**Given text:**
╔══
This indicates very low spatially correlated variance in these data and very low temporal heterogeneity as well.

Space-time mapping of the fitted values

final.dat$fitted_m3<-mod3$summary.fitted.values$mean

final.dat%>%
  filter(year%in%c(2000))%>%
  mutate(qrr=cut(fitted_m3, breaks = quantile(fitted_m3, p=seq(0,1,length.out = 6)), include.lowest = T))%>%
  ggplot()+geom_sf(aes(fill=qrr))+scale_colour_brewer(palette = "RdBu" )+scale_fill_brewer(palette = "RdBu", na.value="grey")+guides(fill=guide_legend(title="Relative Risk Quartile"))+ggtitle(label="Relative Risk Quartile - IID Model, 2000")+coord_sf(crs = 102008)

final.dat%>%
  filter(year%in%c(2007))%>%
  mutate(qrr=cut(fitted_m3, breaks = quantile(fitted_m3, p=seq(0,1,length.out = 6)), include.lowest = T))%>%
  ggplot()+geom_sf(aes(fill=qrr))+scale_colour_brewer(palette = "RdBu" )+scale_fill_brewer(palette = "RdBu", na.value="grey")+guides(fill=guide_legend(title="Relative Risk Quartile"))+ggtitle(label="Relative Risk Quartile - IID Model, 2007")+coord_sf(crs = 102008)

library(mapview)

#map1<-final.dat%>%
#  filter(year%in%c(2007))%>%
#  mutate(qrr=cut(fitted_m3, breaks = quantile(fitted_m3, p=seq(0,1,length.out = 8))))
#clrs <- colorRampPalette(brewer.pal(8, "RdBu"))
╚══
**Objective a:** List each line of the records that contains the string "background", matching case exactly.

[Records excerpted from a collection]
╔══
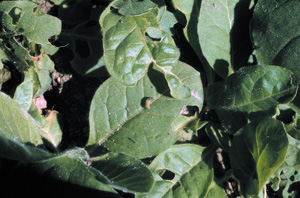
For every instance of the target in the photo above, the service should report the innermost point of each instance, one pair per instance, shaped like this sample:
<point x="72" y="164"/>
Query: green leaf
<point x="123" y="172"/>
<point x="257" y="150"/>
<point x="52" y="131"/>
<point x="214" y="27"/>
<point x="5" y="75"/>
<point x="14" y="150"/>
<point x="36" y="28"/>
<point x="191" y="11"/>
<point x="223" y="34"/>
<point x="220" y="138"/>
<point x="132" y="43"/>
<point x="26" y="90"/>
<point x="42" y="68"/>
<point x="37" y="80"/>
<point x="133" y="7"/>
<point x="69" y="167"/>
<point x="253" y="92"/>
<point x="192" y="166"/>
<point x="137" y="120"/>
<point x="166" y="19"/>
<point x="85" y="41"/>
<point x="275" y="31"/>
<point x="16" y="124"/>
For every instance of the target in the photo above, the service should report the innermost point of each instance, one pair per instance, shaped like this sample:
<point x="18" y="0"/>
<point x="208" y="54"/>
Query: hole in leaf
<point x="189" y="110"/>
<point x="37" y="12"/>
<point x="90" y="24"/>
<point x="295" y="189"/>
<point x="15" y="14"/>
<point x="153" y="34"/>
<point x="168" y="175"/>
<point x="82" y="48"/>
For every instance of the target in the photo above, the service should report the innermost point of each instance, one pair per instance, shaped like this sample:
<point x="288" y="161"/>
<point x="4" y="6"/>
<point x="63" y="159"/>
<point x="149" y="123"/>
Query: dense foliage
<point x="192" y="98"/>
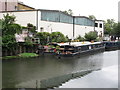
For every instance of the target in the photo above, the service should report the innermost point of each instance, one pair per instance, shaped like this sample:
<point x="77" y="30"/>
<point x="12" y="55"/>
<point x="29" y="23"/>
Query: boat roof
<point x="78" y="43"/>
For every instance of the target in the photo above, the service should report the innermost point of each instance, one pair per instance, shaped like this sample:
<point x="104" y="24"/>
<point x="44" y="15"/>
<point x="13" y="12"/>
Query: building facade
<point x="13" y="5"/>
<point x="54" y="21"/>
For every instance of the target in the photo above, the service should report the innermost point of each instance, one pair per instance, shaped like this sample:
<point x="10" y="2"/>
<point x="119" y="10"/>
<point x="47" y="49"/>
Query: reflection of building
<point x="55" y="20"/>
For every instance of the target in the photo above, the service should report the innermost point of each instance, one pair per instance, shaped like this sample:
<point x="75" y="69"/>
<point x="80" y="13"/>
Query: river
<point x="24" y="73"/>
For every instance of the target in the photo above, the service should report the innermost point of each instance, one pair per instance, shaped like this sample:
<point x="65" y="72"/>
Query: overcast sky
<point x="102" y="9"/>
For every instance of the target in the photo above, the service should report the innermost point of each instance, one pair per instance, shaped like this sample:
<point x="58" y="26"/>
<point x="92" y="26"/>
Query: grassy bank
<point x="22" y="55"/>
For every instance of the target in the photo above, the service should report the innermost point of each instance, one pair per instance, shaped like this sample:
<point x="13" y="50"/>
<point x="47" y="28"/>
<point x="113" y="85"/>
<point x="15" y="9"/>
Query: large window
<point x="96" y="24"/>
<point x="56" y="17"/>
<point x="84" y="21"/>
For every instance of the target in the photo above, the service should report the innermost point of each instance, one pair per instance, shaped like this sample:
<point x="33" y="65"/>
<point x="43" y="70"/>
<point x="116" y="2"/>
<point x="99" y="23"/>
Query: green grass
<point x="22" y="55"/>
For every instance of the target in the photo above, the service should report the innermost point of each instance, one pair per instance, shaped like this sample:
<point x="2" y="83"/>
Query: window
<point x="96" y="24"/>
<point x="100" y="25"/>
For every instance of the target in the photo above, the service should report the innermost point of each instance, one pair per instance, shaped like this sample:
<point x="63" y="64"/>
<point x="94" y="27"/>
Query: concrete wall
<point x="34" y="17"/>
<point x="23" y="18"/>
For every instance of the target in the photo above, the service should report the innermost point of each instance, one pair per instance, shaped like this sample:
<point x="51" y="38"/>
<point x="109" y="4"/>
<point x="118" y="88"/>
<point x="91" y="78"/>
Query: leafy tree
<point x="117" y="30"/>
<point x="31" y="28"/>
<point x="43" y="36"/>
<point x="70" y="12"/>
<point x="9" y="27"/>
<point x="8" y="41"/>
<point x="91" y="36"/>
<point x="92" y="17"/>
<point x="109" y="26"/>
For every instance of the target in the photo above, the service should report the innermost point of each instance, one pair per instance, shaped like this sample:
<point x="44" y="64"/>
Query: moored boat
<point x="79" y="48"/>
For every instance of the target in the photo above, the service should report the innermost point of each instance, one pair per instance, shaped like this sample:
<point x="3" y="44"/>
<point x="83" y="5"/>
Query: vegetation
<point x="91" y="36"/>
<point x="109" y="26"/>
<point x="9" y="28"/>
<point x="116" y="29"/>
<point x="92" y="17"/>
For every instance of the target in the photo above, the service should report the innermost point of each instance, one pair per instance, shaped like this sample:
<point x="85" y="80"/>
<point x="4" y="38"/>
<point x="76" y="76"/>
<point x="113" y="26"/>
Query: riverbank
<point x="22" y="55"/>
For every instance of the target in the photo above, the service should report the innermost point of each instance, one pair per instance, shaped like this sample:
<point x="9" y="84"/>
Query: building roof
<point x="25" y="5"/>
<point x="83" y="17"/>
<point x="55" y="11"/>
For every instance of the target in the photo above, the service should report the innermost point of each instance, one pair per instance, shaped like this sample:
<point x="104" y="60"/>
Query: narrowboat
<point x="112" y="45"/>
<point x="79" y="48"/>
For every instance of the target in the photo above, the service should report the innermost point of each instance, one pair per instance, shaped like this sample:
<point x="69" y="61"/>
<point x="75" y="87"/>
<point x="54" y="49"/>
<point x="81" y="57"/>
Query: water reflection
<point x="18" y="72"/>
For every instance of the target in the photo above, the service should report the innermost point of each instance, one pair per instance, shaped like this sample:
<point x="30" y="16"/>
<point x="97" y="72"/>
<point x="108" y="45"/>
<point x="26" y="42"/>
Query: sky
<point x="101" y="9"/>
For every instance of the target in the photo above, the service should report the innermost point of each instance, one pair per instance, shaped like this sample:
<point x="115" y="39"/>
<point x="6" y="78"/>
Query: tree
<point x="92" y="17"/>
<point x="109" y="26"/>
<point x="9" y="27"/>
<point x="91" y="36"/>
<point x="117" y="30"/>
<point x="70" y="12"/>
<point x="43" y="36"/>
<point x="31" y="28"/>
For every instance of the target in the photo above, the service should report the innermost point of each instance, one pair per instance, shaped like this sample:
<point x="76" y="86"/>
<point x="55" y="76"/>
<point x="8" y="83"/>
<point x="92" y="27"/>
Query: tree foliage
<point x="31" y="28"/>
<point x="117" y="30"/>
<point x="9" y="27"/>
<point x="92" y="17"/>
<point x="109" y="26"/>
<point x="91" y="36"/>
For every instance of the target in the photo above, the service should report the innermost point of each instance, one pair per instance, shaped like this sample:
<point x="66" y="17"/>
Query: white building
<point x="54" y="20"/>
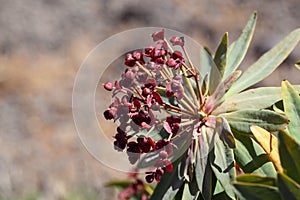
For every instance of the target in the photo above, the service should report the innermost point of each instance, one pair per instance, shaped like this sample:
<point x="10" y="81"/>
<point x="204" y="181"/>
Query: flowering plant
<point x="190" y="124"/>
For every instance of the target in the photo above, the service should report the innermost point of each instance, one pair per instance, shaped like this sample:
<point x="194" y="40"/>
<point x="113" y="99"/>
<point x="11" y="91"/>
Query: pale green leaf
<point x="222" y="163"/>
<point x="291" y="103"/>
<point x="288" y="188"/>
<point x="254" y="191"/>
<point x="221" y="55"/>
<point x="257" y="98"/>
<point x="269" y="143"/>
<point x="243" y="119"/>
<point x="289" y="151"/>
<point x="266" y="64"/>
<point x="250" y="156"/>
<point x="238" y="49"/>
<point x="253" y="178"/>
<point x="170" y="182"/>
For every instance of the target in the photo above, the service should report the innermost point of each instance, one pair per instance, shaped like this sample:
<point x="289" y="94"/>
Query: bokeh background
<point x="43" y="43"/>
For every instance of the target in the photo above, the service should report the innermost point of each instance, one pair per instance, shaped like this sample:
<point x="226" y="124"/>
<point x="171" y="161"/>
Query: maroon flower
<point x="160" y="35"/>
<point x="172" y="124"/>
<point x="148" y="50"/>
<point x="174" y="88"/>
<point x="108" y="86"/>
<point x="159" y="51"/>
<point x="175" y="40"/>
<point x="131" y="59"/>
<point x="150" y="177"/>
<point x="175" y="61"/>
<point x="121" y="140"/>
<point x="144" y="144"/>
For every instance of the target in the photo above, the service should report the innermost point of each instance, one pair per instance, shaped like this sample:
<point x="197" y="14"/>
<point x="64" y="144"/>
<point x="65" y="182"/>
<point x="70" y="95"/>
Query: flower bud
<point x="108" y="86"/>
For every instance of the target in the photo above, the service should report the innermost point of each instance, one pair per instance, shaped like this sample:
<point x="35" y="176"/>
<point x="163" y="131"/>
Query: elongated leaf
<point x="221" y="55"/>
<point x="170" y="182"/>
<point x="226" y="134"/>
<point x="289" y="151"/>
<point x="253" y="178"/>
<point x="288" y="188"/>
<point x="222" y="163"/>
<point x="243" y="119"/>
<point x="269" y="143"/>
<point x="291" y="103"/>
<point x="254" y="191"/>
<point x="257" y="98"/>
<point x="238" y="49"/>
<point x="221" y="196"/>
<point x="250" y="156"/>
<point x="266" y="64"/>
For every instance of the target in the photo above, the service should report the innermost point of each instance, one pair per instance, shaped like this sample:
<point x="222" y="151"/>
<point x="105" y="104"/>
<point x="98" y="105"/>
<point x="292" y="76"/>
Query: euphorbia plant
<point x="189" y="123"/>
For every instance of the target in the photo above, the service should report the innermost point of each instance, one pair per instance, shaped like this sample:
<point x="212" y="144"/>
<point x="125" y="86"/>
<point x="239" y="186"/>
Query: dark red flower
<point x="175" y="88"/>
<point x="121" y="140"/>
<point x="175" y="61"/>
<point x="144" y="144"/>
<point x="160" y="35"/>
<point x="131" y="59"/>
<point x="148" y="50"/>
<point x="175" y="40"/>
<point x="108" y="86"/>
<point x="172" y="124"/>
<point x="149" y="178"/>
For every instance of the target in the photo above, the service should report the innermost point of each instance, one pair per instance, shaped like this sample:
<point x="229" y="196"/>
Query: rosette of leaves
<point x="233" y="109"/>
<point x="283" y="151"/>
<point x="214" y="141"/>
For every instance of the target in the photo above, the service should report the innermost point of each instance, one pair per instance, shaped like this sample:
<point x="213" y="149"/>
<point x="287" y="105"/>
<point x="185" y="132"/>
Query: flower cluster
<point x="147" y="102"/>
<point x="135" y="188"/>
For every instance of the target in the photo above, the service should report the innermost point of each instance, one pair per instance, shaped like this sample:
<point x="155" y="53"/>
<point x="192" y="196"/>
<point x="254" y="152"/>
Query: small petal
<point x="175" y="40"/>
<point x="158" y="35"/>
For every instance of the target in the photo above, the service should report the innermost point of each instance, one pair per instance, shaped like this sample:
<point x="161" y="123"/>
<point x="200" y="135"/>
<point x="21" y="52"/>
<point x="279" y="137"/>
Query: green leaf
<point x="221" y="55"/>
<point x="205" y="177"/>
<point x="266" y="64"/>
<point x="118" y="184"/>
<point x="289" y="152"/>
<point x="289" y="189"/>
<point x="269" y="143"/>
<point x="238" y="49"/>
<point x="221" y="196"/>
<point x="254" y="191"/>
<point x="257" y="98"/>
<point x="208" y="67"/>
<point x="266" y="119"/>
<point x="253" y="178"/>
<point x="170" y="183"/>
<point x="222" y="162"/>
<point x="226" y="134"/>
<point x="291" y="104"/>
<point x="251" y="157"/>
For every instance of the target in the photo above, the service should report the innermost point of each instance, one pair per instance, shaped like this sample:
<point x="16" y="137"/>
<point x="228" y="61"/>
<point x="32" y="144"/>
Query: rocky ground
<point x="43" y="43"/>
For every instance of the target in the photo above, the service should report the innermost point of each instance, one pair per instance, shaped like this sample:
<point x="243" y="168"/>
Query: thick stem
<point x="144" y="69"/>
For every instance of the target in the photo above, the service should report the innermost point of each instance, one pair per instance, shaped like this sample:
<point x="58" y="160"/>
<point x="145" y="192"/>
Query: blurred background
<point x="43" y="43"/>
╚══
**Objective b:** In the mapping code excerpt, what palette name is given to scale_fill_brewer?

**Result a:**
Query: bokeh background
Query: blurred background

**Result b:** "RdBu"